▸ **Directions**
Replace "Target" with "Object" everywhere in the records below, and write the records out again with everything else unchanged and the pictures left out.

%%

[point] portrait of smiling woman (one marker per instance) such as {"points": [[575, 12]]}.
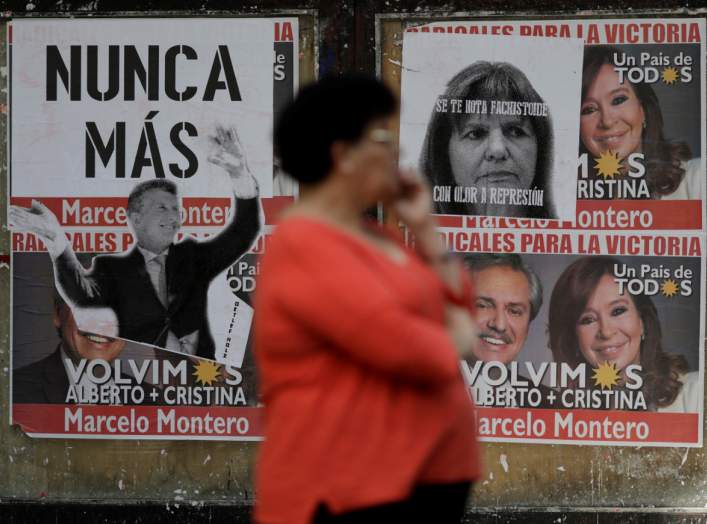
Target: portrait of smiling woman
{"points": [[626, 118], [490, 149], [592, 322]]}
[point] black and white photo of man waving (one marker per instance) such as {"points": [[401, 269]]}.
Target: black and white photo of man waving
{"points": [[158, 288]]}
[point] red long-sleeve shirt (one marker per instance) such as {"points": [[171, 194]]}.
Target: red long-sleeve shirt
{"points": [[361, 384]]}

%%

▸ **Written solution**
[point] portrait of smiling woman (one marker per instance) such as {"points": [[575, 12]]}.
Object: portrait of smiling woman
{"points": [[626, 118], [490, 149], [592, 322]]}
[point] black and white photo of man waving (one marker per instance) such as {"points": [[401, 269]]}.
Object: black and white photo of man waving
{"points": [[158, 288]]}
[point] red long-sleeve shirt (one marker per instance) such as {"points": [[171, 194]]}.
Object: red long-sleeve shirt
{"points": [[361, 384]]}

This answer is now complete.